*To be done*:
Rewrite the items from the start through the line containing "[(202, 287), (129, 265), (68, 266), (284, 272)]", changing "marker" to "pin" and keeping everything else the same.

Items in a dataset

++++++++++++++++++++

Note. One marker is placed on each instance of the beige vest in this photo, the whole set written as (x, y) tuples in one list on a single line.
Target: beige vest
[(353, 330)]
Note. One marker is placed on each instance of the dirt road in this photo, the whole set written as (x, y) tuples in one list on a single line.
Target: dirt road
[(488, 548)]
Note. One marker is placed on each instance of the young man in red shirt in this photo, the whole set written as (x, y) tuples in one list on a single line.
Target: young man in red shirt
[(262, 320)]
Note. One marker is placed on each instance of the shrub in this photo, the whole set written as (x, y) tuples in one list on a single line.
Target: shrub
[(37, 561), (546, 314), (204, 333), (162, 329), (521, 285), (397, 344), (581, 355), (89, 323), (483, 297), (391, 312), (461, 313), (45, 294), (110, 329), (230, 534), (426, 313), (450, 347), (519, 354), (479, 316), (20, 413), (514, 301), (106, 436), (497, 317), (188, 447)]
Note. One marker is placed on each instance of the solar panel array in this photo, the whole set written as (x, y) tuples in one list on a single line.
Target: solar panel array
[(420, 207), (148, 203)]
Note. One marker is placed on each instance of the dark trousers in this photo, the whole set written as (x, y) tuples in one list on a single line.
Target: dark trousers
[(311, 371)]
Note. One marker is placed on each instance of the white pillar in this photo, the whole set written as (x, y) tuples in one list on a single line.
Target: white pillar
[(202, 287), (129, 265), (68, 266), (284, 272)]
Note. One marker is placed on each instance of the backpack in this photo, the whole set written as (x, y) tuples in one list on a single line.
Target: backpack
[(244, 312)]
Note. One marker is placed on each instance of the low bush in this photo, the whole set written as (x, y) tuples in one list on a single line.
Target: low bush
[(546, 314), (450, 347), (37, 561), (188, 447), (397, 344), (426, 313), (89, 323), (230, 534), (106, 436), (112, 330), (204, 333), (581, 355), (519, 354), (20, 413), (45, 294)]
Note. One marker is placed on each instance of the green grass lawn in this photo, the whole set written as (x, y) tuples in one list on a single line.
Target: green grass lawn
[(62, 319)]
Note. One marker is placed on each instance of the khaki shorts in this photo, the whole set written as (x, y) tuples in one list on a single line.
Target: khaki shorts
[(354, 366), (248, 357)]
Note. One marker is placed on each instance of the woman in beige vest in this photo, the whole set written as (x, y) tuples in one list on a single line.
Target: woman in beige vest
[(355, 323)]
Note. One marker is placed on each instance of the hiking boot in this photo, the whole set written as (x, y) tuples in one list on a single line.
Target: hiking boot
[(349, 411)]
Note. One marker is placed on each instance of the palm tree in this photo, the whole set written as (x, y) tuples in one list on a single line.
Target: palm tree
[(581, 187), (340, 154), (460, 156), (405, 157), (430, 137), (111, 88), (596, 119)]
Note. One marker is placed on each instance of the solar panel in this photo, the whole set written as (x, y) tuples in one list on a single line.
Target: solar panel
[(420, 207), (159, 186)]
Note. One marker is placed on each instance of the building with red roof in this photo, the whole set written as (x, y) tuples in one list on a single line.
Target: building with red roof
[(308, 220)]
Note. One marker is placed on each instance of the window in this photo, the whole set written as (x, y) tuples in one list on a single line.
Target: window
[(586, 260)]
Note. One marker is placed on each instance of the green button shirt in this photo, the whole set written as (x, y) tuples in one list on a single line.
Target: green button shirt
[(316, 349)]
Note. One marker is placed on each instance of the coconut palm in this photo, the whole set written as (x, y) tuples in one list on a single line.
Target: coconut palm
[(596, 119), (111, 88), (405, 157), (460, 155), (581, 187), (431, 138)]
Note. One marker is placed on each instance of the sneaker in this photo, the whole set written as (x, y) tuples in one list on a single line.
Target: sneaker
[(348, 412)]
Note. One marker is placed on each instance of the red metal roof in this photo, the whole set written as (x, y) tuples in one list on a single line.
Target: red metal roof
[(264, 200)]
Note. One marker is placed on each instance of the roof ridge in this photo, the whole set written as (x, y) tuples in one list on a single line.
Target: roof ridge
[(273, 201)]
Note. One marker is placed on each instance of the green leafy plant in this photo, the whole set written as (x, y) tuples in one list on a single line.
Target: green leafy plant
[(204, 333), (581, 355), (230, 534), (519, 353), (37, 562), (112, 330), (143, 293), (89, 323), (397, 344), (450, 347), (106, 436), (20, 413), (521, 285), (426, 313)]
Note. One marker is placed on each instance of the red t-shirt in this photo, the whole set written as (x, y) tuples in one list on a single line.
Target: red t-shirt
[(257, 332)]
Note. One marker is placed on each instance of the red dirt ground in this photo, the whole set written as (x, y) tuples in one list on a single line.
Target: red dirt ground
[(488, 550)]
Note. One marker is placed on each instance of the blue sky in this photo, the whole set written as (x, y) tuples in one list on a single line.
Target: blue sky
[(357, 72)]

++++++++++++++++++++

*Solution to this problem*:
Note. One pin is placed on each instance of the beige vest in this photo, the whole set written as (x, y) tuples in one list on a single line.
Target: beige vest
[(353, 330)]
Note. One pin is placed on each instance of the dirt road in this photo, the whole set written as (x, y) tuples in one list on a single line.
Target: dirt road
[(488, 548)]
Note. One pin is placed on each instance of the young man in red shirt in this photo, the whole set written as (x, y) tuples in one list on a single line.
Target: young man in red shirt
[(262, 320)]
Note. One pin is placed on each instance of the shrub in this photo, the whole set written as (x, y) tuples in one list on a single line.
Target: shrub
[(37, 561), (546, 314), (204, 333), (162, 329), (521, 285), (397, 344), (581, 355), (89, 323), (483, 297), (391, 312), (461, 313), (45, 294), (110, 329), (230, 534), (426, 313), (450, 347), (519, 354), (479, 316), (20, 413), (514, 301), (106, 436), (497, 317), (188, 447)]
Note. One pin is placed on each instance of the solar panel array in this photo, the whole set written as (x, y) tuples in one list on a single line.
Target: solar panel array
[(420, 207), (148, 203)]
Note. One pin is placed on each instance of the dark trousers in this photo, the whole set written as (x, y) tuples in one list on a single line.
Target: dark trousers
[(311, 371)]
Note. One pin is placed on each instance of the white pillar in this photo, the whole set written as (x, y) tuples in one list on a single line.
Target: white pillar
[(202, 287), (129, 265), (68, 266), (284, 272)]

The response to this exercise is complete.